# PEDIDO 1
Repita sem alterações a parte do trecho sobre o nheengatu que começa com as palavras que contêm "A crítica: a" e termina com "cabotino do Pindá.".
# PEDIDO 2
Traduza para o inglês a seguinte frase do trecho sobre o nheengatu: "Concluo com três notas: uma pequena crítica sem qualquer demérito para a obra, uma informação sobre o destino de Pindá e uma notícia sobre o nheengatu, que está sendo cada vez mais falado, escrito e até cantado."

# TRECHO EXTRAÍDO
<<<<

Relembrar a história do
Pindá foi a forma que encontrei para anunciar aqui o lançamento de obra tão
importante para a Amazônia e para o Brasil. Concluo com três notas: uma pequena
crítica sem qualquer demérito para a obra, uma informação sobre o destino de
Pindá e uma notícia sobre o nheengatu, que está sendo cada vez mais falado,
escrito e até cantado.
A crítica: a
bibliografia citada nesta reedição foi atualizada com outros trabalhos, mas não
há qualquer menção a muitos autores que pesquisaram o tema, entre os quais
Aryon Rodrigues, referência obrigatória quando se trata de línguas tupi, nem
qualquer indicação sobre a única história que se tem até hoje do nheengatu -
Rio Babel, a história da línguas da Amazônia (Eduerj 2004 1ª edição e 2011 2ª
edição) de autoria de um cliente chorão e meio cabotino do Pindá.

>>>>

# DADOS REGISTRADOS

<<<<

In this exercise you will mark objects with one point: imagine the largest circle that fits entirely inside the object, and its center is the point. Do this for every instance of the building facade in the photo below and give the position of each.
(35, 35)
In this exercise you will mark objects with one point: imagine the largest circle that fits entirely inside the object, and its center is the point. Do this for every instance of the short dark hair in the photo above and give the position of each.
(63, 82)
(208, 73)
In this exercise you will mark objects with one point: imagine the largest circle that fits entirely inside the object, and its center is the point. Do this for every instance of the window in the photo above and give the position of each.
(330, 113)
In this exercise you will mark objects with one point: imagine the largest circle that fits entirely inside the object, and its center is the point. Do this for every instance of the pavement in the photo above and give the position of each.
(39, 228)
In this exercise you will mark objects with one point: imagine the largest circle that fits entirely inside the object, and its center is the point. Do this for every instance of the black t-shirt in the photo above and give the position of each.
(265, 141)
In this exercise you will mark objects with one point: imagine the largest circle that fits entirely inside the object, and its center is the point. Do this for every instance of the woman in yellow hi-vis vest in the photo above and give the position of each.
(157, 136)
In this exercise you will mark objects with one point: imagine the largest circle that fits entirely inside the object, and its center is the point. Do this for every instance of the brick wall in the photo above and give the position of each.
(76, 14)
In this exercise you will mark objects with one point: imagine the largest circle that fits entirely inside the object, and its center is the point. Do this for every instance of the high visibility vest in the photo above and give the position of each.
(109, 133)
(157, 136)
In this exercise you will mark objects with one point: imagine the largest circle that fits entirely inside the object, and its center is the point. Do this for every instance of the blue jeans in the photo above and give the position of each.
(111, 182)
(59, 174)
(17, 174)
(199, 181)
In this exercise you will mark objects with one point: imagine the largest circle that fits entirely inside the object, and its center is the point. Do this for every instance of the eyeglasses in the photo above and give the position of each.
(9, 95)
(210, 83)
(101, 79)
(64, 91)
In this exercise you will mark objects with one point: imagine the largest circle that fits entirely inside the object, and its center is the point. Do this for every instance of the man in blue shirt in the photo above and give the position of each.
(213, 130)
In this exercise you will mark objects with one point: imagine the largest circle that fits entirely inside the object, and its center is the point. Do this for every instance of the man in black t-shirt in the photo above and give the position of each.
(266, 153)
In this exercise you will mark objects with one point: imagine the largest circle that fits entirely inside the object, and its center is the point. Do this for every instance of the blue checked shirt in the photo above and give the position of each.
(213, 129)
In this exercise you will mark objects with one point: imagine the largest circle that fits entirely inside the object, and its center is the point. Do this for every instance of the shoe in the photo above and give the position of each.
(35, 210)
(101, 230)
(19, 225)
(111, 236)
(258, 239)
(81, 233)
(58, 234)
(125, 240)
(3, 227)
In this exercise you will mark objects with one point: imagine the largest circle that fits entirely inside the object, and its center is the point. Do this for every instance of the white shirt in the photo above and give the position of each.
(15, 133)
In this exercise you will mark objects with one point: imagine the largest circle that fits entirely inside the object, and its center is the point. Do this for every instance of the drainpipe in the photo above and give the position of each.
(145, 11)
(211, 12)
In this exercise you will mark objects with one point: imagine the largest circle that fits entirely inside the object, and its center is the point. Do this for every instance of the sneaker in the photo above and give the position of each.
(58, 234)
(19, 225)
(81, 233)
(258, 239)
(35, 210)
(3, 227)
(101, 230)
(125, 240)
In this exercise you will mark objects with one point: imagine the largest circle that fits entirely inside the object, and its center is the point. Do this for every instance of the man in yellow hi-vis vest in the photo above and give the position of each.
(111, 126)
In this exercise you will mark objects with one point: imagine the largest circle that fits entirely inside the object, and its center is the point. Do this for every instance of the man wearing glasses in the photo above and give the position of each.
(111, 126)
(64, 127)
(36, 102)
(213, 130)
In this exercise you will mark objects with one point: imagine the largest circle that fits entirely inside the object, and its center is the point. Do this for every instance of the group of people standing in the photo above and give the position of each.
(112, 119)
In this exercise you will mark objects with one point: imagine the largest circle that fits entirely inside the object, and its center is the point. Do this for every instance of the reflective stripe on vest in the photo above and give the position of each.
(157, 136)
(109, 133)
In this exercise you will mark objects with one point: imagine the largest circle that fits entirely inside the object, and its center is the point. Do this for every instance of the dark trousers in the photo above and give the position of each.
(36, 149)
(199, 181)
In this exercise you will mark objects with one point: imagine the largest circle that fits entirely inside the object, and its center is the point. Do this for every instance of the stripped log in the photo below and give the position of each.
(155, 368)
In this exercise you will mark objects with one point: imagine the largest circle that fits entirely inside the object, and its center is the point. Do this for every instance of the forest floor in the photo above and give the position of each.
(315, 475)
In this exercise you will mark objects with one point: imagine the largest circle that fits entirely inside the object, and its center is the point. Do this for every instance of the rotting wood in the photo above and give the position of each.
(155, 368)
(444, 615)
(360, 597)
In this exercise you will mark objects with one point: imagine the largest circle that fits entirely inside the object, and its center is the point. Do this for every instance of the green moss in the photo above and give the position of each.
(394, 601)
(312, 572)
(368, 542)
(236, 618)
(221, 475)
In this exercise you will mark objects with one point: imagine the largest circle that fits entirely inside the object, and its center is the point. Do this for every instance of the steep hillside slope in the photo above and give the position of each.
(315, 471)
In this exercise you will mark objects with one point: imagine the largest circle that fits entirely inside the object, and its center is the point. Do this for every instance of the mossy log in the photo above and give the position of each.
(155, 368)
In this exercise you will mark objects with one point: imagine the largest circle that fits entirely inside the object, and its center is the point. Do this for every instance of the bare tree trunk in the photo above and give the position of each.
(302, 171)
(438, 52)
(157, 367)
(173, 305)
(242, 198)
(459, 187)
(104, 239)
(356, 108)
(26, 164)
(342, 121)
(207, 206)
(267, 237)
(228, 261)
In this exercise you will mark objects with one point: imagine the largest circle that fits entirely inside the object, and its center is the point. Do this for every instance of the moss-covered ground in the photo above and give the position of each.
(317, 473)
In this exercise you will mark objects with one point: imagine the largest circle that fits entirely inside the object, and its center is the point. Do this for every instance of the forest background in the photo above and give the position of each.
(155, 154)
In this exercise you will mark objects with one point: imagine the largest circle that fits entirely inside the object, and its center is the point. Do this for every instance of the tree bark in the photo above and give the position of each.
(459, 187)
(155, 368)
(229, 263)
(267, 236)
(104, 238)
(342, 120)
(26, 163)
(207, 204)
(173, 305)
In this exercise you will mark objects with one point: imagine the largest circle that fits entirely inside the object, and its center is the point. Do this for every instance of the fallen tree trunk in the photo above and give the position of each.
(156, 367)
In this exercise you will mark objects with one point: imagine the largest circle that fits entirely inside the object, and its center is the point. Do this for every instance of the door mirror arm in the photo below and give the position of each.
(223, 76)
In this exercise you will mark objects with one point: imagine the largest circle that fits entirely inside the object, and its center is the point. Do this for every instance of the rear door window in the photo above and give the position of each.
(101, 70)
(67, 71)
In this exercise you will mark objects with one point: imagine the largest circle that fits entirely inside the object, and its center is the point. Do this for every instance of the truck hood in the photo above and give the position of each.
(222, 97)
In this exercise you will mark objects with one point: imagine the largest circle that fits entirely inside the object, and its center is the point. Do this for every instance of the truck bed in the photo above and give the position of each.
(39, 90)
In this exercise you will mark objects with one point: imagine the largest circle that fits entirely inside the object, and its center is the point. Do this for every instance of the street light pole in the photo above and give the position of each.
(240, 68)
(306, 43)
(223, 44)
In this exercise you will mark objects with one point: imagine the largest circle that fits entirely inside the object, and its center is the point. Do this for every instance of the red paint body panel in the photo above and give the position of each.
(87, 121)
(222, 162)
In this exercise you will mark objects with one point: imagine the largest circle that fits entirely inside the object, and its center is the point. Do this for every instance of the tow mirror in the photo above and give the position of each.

>>>>

# RESPOSTA COMPLETA 1
A crítica: a
bibliografia citada nesta reedição foi atualizada com outros trabalhos, mas não
há qualquer menção a muitos autores que pesquisaram o tema, entre os quais
Aryon Rodrigues, referência obrigatória quando se trata de línguas tupi, nem
qualquer indicação sobre a única história que se tem até hoje do nheengatu -
Rio Babel, a história da línguas da Amazônia (Eduerj 2004 1ª edição e 2011 2ª
edição) de autoria de um cliente chorão e meio cabotino do Pindá.

# RESPOSTA COMPLETA 2
I conclude with three notes: a small criticism that takes nothing away from the work, a piece of information about Pindá's fate, and a piece of news about Nheengatu, which is increasingly being spoken, written, and even sung.